> TASK DESCRIPTION
From the line bearing "In the photograph below, where can the metal" down to the final line of the records below, give every line again exactly and add nothing.

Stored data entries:
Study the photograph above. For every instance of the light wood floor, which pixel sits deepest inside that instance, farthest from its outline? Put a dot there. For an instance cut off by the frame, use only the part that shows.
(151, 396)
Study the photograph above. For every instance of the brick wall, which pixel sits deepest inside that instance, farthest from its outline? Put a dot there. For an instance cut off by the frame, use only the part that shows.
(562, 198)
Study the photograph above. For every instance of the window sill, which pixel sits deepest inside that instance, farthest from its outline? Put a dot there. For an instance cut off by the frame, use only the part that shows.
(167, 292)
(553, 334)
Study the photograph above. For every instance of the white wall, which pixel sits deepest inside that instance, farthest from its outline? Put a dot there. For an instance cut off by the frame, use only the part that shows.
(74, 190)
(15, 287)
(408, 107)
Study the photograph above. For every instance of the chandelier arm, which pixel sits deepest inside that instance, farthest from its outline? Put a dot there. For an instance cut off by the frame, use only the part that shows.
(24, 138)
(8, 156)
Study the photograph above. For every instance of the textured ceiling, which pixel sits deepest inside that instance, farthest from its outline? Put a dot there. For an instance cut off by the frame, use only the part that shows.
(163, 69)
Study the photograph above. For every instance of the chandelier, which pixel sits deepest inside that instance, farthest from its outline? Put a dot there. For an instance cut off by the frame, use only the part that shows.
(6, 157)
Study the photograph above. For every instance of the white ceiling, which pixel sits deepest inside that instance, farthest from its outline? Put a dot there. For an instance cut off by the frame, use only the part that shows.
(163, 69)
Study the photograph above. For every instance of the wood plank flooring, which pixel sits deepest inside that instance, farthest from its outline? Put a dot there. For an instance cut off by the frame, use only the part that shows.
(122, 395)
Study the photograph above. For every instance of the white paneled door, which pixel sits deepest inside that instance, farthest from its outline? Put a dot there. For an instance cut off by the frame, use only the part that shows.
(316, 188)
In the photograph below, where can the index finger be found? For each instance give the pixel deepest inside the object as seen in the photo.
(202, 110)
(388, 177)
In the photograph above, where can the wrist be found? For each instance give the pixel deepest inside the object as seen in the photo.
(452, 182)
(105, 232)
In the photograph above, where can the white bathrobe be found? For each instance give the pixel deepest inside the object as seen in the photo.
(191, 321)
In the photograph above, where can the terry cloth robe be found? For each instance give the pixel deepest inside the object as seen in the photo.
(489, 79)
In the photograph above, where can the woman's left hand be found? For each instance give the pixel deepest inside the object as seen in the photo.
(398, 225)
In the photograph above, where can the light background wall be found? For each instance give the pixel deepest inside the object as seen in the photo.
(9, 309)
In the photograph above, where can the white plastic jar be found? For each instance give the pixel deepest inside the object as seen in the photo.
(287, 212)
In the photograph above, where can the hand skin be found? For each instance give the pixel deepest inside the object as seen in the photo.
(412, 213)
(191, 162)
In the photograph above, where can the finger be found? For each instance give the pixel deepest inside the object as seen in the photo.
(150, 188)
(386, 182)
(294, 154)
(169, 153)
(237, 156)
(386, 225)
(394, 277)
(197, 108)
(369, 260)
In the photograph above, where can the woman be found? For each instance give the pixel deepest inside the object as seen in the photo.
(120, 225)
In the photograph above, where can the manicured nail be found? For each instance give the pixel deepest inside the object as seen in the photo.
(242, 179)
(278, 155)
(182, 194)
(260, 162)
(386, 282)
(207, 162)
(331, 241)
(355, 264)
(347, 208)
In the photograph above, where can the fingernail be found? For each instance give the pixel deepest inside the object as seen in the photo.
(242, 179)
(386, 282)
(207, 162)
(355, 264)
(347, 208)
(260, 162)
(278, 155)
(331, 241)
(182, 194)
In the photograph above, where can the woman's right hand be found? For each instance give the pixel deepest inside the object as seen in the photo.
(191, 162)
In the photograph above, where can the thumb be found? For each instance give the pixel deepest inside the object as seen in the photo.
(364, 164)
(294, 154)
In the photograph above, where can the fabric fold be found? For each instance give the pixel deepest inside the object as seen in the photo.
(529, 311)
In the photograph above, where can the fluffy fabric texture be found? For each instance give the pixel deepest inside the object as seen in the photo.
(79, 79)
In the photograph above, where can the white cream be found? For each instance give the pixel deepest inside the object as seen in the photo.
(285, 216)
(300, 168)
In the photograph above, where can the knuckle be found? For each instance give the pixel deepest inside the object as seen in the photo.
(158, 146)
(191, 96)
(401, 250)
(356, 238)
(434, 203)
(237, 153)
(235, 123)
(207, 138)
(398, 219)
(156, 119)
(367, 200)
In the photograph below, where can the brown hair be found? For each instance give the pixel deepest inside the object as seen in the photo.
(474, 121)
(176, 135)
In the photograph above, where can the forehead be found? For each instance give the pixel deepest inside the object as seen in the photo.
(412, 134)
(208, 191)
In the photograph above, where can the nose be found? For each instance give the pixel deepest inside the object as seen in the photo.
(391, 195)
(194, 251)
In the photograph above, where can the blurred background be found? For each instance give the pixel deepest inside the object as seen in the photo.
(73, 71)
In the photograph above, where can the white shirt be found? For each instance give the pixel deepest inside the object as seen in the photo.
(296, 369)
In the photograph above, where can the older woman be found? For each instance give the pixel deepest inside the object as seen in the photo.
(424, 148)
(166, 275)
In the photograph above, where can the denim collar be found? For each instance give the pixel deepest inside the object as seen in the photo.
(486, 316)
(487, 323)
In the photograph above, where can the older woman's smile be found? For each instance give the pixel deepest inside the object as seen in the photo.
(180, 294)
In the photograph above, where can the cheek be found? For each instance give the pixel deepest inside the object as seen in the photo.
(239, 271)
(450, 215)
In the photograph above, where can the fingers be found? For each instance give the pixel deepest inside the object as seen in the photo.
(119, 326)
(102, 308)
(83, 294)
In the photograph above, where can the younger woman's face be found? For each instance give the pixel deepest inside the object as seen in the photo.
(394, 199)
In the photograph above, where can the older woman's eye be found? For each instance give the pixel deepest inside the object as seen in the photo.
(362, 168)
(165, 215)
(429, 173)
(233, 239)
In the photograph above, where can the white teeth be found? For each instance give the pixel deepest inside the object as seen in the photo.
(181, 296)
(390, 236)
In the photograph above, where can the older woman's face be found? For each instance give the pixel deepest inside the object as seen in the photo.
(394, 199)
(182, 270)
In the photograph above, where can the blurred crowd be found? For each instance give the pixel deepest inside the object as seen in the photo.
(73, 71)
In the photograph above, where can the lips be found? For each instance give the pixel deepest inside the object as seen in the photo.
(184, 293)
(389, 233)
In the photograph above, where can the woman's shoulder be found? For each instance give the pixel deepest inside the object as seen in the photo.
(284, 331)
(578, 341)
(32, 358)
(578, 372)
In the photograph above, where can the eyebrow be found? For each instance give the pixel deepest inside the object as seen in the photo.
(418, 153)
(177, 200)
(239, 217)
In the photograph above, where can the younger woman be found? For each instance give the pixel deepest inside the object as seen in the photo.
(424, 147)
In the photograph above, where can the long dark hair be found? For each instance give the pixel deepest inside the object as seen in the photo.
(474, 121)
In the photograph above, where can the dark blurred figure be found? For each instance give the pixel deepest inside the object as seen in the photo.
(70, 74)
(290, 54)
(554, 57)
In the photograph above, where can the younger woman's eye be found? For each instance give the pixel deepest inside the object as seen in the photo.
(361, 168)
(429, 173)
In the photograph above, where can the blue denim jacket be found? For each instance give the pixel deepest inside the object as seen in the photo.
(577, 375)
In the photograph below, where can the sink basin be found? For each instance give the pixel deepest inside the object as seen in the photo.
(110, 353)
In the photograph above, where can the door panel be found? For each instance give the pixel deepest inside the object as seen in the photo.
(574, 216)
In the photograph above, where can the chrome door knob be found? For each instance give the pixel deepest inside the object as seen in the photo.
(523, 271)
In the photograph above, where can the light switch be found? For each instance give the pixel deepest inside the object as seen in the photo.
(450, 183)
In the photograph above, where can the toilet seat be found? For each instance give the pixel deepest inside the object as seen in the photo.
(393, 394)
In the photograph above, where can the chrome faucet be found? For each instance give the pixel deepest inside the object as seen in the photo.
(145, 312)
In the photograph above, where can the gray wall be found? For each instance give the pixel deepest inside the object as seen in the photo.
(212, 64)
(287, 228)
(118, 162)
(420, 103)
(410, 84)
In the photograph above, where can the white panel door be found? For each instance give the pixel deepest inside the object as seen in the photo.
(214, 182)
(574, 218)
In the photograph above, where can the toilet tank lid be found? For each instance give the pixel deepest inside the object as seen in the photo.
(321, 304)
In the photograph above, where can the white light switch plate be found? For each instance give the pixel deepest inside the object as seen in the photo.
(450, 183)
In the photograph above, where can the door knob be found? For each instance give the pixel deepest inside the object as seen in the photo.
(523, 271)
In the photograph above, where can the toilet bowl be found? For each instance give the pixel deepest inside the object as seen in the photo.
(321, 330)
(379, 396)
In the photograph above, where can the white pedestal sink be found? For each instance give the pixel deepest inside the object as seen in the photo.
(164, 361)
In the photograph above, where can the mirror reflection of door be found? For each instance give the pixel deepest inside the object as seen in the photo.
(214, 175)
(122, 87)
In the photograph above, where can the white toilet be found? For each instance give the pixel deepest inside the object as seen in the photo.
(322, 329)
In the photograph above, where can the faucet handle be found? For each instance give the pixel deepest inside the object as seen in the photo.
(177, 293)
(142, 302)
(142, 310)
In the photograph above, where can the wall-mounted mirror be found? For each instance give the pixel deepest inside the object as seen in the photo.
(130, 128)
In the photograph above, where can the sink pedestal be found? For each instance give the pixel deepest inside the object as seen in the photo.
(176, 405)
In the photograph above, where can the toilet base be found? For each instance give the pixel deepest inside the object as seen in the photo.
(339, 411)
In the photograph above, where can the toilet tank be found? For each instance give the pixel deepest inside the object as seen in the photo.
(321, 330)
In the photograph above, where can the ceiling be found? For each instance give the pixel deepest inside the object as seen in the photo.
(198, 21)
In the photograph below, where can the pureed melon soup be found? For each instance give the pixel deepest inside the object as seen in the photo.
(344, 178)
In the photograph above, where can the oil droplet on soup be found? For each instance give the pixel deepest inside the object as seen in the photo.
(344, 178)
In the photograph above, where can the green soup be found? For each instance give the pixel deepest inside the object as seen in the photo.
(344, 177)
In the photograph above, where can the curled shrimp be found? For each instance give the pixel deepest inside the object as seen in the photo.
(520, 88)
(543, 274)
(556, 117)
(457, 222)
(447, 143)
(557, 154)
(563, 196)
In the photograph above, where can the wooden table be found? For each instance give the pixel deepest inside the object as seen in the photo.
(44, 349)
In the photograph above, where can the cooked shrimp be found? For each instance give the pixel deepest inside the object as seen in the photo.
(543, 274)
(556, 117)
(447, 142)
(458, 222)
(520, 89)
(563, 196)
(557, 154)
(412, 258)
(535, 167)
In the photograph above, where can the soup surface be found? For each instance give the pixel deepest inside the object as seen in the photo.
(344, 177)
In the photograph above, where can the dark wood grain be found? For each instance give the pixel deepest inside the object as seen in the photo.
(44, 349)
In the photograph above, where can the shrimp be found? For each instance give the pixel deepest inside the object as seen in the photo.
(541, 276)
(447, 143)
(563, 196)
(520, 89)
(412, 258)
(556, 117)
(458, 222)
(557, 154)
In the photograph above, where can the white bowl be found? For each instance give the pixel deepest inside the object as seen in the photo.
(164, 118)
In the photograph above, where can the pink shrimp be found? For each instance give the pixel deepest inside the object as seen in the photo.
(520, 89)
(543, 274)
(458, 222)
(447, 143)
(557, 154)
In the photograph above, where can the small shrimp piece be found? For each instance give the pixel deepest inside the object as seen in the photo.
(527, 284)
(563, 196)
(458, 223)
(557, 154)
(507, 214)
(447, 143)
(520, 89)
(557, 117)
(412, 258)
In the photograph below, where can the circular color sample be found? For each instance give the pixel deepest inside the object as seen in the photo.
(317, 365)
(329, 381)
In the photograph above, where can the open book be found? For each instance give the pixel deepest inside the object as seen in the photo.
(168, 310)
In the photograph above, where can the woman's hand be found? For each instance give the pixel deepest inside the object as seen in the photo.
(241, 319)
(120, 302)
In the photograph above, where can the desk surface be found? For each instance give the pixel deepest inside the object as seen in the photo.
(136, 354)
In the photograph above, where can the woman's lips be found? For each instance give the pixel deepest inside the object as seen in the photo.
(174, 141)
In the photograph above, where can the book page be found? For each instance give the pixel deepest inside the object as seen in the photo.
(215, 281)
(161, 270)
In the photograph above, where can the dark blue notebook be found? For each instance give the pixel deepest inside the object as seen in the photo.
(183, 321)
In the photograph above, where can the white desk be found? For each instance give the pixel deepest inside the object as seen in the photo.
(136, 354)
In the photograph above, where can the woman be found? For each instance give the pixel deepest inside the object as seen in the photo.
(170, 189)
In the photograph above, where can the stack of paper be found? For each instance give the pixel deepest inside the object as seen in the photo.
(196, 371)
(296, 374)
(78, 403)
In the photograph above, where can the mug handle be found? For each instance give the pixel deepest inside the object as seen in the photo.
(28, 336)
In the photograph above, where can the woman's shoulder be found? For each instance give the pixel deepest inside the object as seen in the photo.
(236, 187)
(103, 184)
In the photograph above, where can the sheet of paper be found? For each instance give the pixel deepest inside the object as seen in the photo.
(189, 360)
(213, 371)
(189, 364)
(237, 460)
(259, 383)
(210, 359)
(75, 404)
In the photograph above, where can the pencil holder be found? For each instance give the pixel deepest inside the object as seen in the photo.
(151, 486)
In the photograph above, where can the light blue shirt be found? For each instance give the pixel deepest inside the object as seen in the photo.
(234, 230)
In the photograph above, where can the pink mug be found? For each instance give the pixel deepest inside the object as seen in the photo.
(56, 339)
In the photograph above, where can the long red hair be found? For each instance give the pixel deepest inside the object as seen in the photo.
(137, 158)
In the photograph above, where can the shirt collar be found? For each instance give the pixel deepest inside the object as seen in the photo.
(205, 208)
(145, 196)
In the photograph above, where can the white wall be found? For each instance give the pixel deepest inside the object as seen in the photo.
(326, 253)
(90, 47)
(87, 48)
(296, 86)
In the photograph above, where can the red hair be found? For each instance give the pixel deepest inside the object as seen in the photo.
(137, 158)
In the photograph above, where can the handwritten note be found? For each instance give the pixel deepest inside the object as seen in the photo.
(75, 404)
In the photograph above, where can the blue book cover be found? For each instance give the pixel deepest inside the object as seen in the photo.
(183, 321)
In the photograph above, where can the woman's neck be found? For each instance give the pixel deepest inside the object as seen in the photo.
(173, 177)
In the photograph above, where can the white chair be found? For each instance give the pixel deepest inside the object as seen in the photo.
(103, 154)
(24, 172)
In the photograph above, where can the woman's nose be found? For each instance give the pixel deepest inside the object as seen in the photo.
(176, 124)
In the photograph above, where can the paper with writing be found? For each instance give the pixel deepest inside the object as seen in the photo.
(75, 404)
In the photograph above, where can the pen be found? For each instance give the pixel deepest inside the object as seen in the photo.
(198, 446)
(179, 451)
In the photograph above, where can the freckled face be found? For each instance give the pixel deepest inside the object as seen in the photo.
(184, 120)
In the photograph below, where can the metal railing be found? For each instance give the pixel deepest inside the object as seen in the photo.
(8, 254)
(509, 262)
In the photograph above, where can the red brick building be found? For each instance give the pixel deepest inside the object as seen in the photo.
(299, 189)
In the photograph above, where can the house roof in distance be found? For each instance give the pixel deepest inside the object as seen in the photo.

> OUTPUT OF THE TASK
In the photograph below, where can the metal railing be found? For each instance give the pixel deepest inside the object as seen in the photo.
(8, 254)
(509, 262)
In the photograph above, where can the red brick building be found? For each instance give the pixel deepest inside the object as seen in the photo.
(299, 189)
In the photograph above, where can the house roof in distance be found? For each instance give the pixel deepest inside the object as seen in the photo.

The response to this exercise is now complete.